◆ **Exercise directions**
Express every line from the one containing "Query: balcony railing" through the last line, inclusive, as a JSON list of strings with one string per line, leaving out blank lines.

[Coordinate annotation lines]

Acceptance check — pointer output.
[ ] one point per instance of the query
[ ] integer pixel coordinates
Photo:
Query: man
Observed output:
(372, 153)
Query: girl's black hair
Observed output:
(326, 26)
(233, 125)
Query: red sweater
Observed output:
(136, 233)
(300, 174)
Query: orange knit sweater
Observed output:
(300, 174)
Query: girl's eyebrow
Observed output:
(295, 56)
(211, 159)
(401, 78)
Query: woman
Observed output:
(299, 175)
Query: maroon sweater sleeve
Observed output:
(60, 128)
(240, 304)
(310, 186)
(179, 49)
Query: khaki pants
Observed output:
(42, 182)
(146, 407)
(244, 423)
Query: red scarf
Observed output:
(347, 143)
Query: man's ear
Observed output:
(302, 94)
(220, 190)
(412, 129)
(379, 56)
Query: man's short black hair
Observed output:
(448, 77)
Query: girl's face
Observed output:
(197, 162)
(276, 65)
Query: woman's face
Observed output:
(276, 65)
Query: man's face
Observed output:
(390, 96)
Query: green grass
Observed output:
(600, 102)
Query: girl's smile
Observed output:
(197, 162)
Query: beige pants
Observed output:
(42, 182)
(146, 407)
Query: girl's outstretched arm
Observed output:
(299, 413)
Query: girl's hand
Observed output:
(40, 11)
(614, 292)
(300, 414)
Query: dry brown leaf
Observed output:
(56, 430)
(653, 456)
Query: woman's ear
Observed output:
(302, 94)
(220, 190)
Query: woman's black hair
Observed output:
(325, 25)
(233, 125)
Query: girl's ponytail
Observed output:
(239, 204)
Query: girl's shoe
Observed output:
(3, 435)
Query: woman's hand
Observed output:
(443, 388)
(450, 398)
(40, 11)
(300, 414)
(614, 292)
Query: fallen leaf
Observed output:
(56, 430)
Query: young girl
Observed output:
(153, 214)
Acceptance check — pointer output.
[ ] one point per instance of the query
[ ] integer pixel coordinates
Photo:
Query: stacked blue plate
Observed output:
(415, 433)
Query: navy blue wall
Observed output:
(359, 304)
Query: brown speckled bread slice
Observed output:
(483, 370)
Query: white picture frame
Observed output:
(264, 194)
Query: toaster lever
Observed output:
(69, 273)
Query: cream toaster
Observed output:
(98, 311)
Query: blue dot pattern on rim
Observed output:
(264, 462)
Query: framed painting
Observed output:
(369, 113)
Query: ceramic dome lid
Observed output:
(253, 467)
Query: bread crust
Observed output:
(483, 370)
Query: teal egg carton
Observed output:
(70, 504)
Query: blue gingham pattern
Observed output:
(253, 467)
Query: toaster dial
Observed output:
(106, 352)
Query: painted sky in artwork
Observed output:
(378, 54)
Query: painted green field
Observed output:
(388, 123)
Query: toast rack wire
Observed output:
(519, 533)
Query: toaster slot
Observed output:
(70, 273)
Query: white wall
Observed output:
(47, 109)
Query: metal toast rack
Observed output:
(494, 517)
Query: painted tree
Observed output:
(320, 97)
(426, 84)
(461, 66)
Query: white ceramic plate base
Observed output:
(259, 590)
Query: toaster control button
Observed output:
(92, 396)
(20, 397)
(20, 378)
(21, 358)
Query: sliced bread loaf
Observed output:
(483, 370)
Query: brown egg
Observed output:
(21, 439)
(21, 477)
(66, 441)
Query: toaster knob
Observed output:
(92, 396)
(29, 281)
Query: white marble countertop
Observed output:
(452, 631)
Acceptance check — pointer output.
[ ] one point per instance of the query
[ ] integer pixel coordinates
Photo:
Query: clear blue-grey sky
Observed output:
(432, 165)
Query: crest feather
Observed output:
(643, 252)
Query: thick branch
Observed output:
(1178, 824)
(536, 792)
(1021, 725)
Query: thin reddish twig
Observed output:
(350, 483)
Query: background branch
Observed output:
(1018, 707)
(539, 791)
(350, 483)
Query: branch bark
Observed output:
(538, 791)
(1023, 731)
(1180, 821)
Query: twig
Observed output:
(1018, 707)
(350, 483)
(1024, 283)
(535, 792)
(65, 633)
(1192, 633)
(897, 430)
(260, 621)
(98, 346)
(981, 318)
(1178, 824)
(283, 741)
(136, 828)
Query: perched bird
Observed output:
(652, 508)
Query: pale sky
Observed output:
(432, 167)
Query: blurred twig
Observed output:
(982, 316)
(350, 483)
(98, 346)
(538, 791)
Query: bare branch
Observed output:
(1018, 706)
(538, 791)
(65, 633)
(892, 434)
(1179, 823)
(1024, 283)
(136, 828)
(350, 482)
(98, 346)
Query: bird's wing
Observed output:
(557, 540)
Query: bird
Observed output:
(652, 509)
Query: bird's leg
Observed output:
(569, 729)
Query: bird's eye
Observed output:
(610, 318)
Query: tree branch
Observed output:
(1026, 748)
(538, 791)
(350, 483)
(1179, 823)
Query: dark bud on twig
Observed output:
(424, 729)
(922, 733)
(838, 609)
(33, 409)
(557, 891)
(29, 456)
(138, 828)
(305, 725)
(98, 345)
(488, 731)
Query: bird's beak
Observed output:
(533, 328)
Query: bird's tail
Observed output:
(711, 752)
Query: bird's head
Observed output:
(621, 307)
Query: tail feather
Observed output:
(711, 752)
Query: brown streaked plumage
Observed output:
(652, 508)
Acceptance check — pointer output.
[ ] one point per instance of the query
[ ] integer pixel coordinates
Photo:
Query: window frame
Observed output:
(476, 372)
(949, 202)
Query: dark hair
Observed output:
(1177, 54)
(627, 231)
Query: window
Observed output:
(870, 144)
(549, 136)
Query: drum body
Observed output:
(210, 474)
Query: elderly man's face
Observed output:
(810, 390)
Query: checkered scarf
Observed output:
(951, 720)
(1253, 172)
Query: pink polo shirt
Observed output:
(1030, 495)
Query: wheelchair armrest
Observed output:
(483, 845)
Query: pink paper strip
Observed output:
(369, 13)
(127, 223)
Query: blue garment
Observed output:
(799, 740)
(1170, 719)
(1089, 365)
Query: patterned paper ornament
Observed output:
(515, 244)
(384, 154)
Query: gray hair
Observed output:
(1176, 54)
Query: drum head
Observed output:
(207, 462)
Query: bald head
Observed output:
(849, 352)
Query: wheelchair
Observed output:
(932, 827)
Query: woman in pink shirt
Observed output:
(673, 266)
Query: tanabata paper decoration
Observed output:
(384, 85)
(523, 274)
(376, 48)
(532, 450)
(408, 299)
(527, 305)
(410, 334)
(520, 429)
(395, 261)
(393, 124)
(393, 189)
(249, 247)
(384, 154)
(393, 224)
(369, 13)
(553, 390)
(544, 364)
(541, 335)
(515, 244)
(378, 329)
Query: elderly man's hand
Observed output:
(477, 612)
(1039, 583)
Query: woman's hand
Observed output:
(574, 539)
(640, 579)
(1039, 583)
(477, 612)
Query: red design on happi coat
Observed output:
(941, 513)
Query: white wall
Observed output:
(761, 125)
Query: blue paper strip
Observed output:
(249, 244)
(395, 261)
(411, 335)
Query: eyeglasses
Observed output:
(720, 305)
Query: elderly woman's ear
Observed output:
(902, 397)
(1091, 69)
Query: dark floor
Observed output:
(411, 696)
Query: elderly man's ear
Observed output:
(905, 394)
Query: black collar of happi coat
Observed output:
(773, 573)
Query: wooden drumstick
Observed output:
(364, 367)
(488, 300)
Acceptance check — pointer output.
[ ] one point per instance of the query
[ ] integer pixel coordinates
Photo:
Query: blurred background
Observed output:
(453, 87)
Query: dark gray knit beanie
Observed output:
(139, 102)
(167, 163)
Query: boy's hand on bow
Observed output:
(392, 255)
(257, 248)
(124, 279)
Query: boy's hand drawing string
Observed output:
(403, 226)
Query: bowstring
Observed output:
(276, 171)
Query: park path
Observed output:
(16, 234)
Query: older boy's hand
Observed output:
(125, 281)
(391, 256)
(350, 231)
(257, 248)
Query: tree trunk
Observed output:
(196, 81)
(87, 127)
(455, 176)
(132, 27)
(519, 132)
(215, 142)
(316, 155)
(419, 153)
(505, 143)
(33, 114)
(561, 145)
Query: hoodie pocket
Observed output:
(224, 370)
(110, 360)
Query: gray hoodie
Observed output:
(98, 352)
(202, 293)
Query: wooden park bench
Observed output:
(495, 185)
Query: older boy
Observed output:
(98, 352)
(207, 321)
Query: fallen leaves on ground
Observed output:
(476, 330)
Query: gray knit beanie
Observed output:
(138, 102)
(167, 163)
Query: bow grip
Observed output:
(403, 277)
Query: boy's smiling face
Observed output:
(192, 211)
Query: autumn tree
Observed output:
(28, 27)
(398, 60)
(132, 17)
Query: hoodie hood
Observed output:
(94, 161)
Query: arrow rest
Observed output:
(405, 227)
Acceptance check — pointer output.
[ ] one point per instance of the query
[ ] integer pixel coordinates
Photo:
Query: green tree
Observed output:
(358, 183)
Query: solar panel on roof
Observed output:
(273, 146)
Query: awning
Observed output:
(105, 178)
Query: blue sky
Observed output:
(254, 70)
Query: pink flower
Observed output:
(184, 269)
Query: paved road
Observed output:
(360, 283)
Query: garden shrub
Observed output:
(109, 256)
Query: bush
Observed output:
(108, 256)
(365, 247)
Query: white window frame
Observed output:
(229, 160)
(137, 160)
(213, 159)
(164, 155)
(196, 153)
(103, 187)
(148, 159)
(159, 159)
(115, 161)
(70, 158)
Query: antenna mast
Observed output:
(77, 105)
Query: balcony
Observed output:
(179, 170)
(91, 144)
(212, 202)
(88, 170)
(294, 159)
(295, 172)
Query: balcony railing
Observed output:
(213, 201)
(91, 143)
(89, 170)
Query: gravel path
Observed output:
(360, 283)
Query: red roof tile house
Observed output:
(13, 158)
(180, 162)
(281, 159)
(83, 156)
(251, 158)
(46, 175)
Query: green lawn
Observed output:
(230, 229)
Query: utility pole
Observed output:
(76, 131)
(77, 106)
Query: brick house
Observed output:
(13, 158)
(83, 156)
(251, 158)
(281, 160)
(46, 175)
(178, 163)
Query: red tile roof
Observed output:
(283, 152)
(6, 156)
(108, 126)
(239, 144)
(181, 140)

◆ **The solution**
[
  "Query: balcony railing",
  "Observed output:",
  "(213, 201)",
  "(91, 143)",
  "(89, 170)",
  "Query: gravel path",
  "Observed output:",
  "(360, 283)",
  "Query: red roof tile house",
  "Observed output:",
  "(13, 158)",
  "(180, 162)",
  "(281, 159)",
  "(83, 156)",
  "(251, 158)",
  "(46, 175)",
  "Query: green lawn",
  "Observed output:",
  "(230, 229)",
  "Query: utility pole",
  "Observed output:",
  "(76, 131)",
  "(77, 106)",
  "Query: brick house",
  "Observed output:",
  "(13, 158)",
  "(83, 156)",
  "(251, 158)",
  "(281, 160)",
  "(46, 175)",
  "(178, 163)",
  "Query: red tile roof",
  "Observed output:",
  "(283, 152)",
  "(6, 156)",
  "(108, 126)",
  "(239, 144)",
  "(181, 140)"
]